Job 1 :: Reproduce the rows below, starting at their first line and stopping after the line that contains "2 1 457 347". Substitute "rectangles" for every occurrence of "bounding boxes", change nothing else, and omit the pictures.

Passage to read ::
▼

Monday 25 May 2020

A 500 word explanation as to why banks’ artificial privileges should be withdrawn.




1. Depositing money at a bank with a view to earning interest amounts to asking the bank to lend on your money, so that the bank itself can earn interest and pass some of it on to you. If the interest the bank earns is only enough to help cut the cost of running your account (i.e. no actual interest is credited to your account) you are still effectively asking or expecting the bank to lend on your money.

2. In doing that, you have entered into a commercial transaction, just as much as if you deposit money with a firm of stock-brokers or a unit trust or a mutual fund or a private pension scheme with a view to their lending on or investing your money.

3. But there is an obvious anomaly there, namely that those who have a bank lend on their money are protected by taxpayer backed deposit insurance and billion dollar bailouts if things go wrong at a bank, yet there is no such protection in the case of all the other above mentioned forms of lending. Indeed there are yet more forms of lending where no taxpayer funded protection is available: peer to peer lending and trade credit - (that’s where one firm supplies goods to another and gives the latter a longish period of grace before paying).

▲

Working data ::
▼

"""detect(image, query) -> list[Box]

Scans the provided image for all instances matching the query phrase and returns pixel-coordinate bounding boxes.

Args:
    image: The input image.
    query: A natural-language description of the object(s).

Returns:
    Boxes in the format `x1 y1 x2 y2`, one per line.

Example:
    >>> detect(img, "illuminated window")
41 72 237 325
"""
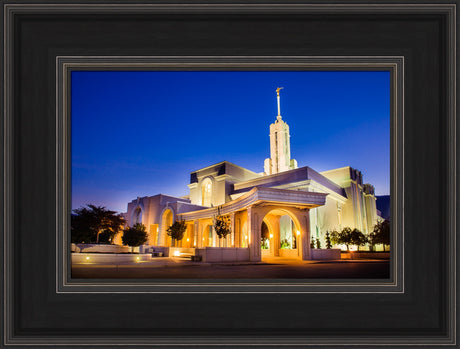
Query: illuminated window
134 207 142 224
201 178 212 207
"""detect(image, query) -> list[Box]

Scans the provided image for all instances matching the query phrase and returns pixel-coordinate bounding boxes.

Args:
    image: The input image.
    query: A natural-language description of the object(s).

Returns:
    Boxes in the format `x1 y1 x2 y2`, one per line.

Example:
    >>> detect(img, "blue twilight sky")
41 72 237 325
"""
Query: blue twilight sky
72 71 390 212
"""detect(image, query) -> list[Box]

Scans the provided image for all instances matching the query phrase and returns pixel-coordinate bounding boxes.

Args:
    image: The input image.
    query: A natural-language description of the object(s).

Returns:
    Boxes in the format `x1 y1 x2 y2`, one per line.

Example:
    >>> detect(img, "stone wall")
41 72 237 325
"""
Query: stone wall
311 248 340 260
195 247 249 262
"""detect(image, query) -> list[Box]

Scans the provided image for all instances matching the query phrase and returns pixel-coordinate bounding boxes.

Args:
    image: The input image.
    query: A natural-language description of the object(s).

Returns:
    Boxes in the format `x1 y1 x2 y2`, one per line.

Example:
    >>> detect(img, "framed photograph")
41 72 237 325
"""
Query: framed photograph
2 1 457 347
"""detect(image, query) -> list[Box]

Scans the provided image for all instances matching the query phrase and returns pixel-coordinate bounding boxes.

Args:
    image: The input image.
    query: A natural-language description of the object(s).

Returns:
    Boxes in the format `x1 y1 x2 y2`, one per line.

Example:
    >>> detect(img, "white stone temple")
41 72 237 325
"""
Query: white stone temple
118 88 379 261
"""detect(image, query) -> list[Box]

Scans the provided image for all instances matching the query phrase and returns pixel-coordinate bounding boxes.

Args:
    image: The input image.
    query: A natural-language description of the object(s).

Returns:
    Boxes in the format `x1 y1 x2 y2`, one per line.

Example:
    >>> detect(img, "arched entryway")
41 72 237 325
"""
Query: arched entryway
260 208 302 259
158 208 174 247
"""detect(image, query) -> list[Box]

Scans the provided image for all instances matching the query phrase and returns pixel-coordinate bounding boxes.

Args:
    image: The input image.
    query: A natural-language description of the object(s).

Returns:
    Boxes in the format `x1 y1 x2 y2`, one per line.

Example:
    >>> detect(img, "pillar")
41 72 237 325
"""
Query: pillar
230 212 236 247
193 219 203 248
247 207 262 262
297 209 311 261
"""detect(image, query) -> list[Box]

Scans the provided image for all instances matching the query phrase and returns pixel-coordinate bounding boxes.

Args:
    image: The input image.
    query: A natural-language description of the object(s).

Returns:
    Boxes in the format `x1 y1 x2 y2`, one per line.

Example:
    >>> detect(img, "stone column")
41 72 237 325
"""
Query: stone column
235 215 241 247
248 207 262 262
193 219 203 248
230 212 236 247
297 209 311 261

▲

Job 2 :: According to the passage on banks' artificial privileges, what protects those who have a bank lend on their money if things go wrong at a bank?

Output 1 ::
"""detect(image, query) -> list[Box]

Scans the provided image for all instances matching the query phrase and returns pixel-coordinate rectangles.

Args:
    image: The input image.
    query: A natural-language description of the object(s).

Returns:
    Boxes in the format `x1 y1 x2 y2`, one per line.

Example:
    >>> detect(img, "illuminated window")
41 72 237 325
"""
Query: illuminated window
134 207 142 224
201 178 212 207
"""detect(image, query) -> list[Box]

Scans the provided image for all instances matching the query phrase and returns pixel-coordinate rectangles.

Args:
    image: The input image.
    query: A natural-language description of the object(s).

Returns:
    Boxes in the format `x1 y1 x2 y2`, one per line.

Example:
    >>> detect(img, "blue twilight sky")
41 72 237 325
"""
Query: blue twilight sky
72 71 390 212
"""detect(image, query) -> list[Box]

Scans the provided image for all instances matching the query phrase and returns pixel-coordinate rectangles.

Args:
    image: The input image.
    query: A natural-language description of the object(s).

Returns:
    Boxes in the format `x1 y1 x2 y2`, one per line.

Example:
    >>> detect(img, "stone wall")
41 72 237 325
"""
Query: stone wall
311 248 340 260
195 247 249 262
"""detect(image, query) -> list[Box]

Scans the provided image for all instances matching the query phrase and returns pixel-coordinate rectangles.

Args:
    image: The input image.
    query: A natural-language description of the object(s).

Returns:
    Boxes in the format `x1 y1 x2 y2`, one per line.

Example:
    >>> detect(img, "framed photograph")
41 72 237 325
"""
Query: framed photograph
2 1 457 347

Output 2 :: Taxpayer backed deposit insurance and billion dollar bailouts.